* _Work to be completed_
All of the records below need to be copied exactly.
::: Extracted entries :::
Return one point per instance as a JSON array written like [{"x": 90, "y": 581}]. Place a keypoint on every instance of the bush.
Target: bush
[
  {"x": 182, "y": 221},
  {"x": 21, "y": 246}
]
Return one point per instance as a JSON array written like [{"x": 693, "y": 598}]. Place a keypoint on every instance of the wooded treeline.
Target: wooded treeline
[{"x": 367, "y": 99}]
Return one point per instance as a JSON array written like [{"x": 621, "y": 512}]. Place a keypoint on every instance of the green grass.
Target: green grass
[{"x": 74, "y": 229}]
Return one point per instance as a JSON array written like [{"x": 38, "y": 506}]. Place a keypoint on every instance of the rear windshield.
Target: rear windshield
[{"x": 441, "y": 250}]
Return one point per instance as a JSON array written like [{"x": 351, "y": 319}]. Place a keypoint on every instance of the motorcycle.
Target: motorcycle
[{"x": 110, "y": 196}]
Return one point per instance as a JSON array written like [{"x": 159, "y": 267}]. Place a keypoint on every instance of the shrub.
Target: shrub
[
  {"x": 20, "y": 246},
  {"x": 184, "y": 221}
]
:::
* _The output_
Return one point per instance as a JSON array written like [{"x": 90, "y": 581}]. Place a keypoint on every instance of the bush.
Target: bush
[
  {"x": 182, "y": 221},
  {"x": 21, "y": 246}
]
Return one point per instance as a JSON array written like [{"x": 693, "y": 598}]. Place a keypoint on every instance of the wooded treeline.
Target: wooded treeline
[{"x": 367, "y": 99}]
Return one point per instance as a JSON array written like [{"x": 621, "y": 512}]. Place a keypoint on every instance of the green grass.
Target: green grass
[{"x": 74, "y": 229}]
Return one point per instance as a JSON array written like [{"x": 38, "y": 506}]. Place a keypoint on every instance of the rear windshield.
Target: rear windshield
[{"x": 441, "y": 250}]
Return one point per instance as a JSON array written like [{"x": 351, "y": 319}]. Place a keypoint on every instance of the motorcycle.
Target: motorcycle
[{"x": 110, "y": 196}]
Return one point per instance as a JSON array written like [{"x": 159, "y": 267}]. Place a keypoint on every instance of the shrub.
Target: shrub
[
  {"x": 20, "y": 246},
  {"x": 184, "y": 221}
]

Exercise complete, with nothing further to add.